Please change "target" to "object" in the rows running from the start through the line containing "195 138 L 191", both included, and write those lines out again with nothing else altered.

----- LISTED ENTRIES -----

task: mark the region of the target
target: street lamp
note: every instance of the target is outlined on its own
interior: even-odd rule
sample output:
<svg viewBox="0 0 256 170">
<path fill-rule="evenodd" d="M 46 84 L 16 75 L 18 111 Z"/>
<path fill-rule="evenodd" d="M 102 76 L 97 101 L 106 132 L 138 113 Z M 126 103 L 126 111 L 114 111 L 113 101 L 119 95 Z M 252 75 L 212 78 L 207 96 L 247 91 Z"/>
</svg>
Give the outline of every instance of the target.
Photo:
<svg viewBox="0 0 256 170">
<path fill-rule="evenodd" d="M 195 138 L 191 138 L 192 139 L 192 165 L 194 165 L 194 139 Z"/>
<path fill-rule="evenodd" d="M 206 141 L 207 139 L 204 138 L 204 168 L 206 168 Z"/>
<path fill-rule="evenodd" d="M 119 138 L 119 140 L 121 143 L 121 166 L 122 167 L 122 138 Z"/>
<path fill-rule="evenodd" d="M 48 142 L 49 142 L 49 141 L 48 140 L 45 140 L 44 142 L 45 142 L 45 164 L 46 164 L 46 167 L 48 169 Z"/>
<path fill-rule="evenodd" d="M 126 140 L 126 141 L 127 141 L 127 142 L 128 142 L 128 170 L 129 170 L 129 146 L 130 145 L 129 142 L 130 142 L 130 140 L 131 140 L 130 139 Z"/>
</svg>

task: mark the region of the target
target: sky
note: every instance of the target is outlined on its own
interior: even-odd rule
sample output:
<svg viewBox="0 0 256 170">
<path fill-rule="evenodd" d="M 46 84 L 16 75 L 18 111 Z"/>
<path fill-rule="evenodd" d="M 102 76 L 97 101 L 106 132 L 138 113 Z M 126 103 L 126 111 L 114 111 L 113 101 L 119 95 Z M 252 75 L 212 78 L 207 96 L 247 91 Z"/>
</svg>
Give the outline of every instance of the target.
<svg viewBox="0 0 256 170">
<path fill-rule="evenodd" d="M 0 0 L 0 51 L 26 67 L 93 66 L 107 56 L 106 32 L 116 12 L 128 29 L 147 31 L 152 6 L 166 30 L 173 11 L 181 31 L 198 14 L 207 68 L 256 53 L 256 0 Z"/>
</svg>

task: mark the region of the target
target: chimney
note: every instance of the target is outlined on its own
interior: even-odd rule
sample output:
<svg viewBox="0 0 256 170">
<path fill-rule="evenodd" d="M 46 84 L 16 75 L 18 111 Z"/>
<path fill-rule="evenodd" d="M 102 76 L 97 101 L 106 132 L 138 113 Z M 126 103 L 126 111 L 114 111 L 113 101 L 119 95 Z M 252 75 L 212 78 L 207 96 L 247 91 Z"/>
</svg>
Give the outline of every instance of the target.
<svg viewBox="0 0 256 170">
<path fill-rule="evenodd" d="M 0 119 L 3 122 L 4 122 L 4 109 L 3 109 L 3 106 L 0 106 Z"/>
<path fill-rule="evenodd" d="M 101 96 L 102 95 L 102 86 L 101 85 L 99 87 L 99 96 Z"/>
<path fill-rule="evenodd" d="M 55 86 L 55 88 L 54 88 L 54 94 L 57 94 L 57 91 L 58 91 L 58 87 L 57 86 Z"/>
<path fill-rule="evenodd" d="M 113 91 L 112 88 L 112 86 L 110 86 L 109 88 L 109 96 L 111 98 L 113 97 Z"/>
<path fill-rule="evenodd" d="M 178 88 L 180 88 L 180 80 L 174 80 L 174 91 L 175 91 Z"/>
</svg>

-----

RESULT OF THE EXERCISE:
task: mark the region of the object
object: street lamp
note: every instance of the object is outlined on its own
interior: even-odd rule
sample output:
<svg viewBox="0 0 256 170">
<path fill-rule="evenodd" d="M 46 84 L 16 75 L 18 111 Z"/>
<path fill-rule="evenodd" d="M 102 76 L 97 101 L 106 132 L 138 113 Z M 126 103 L 126 111 L 114 111 L 113 101 L 119 95 Z M 252 75 L 212 78 L 207 96 L 247 91 Z"/>
</svg>
Give the outline of every instance of the object.
Photo:
<svg viewBox="0 0 256 170">
<path fill-rule="evenodd" d="M 195 138 L 191 138 L 192 139 L 192 165 L 194 165 L 194 139 Z"/>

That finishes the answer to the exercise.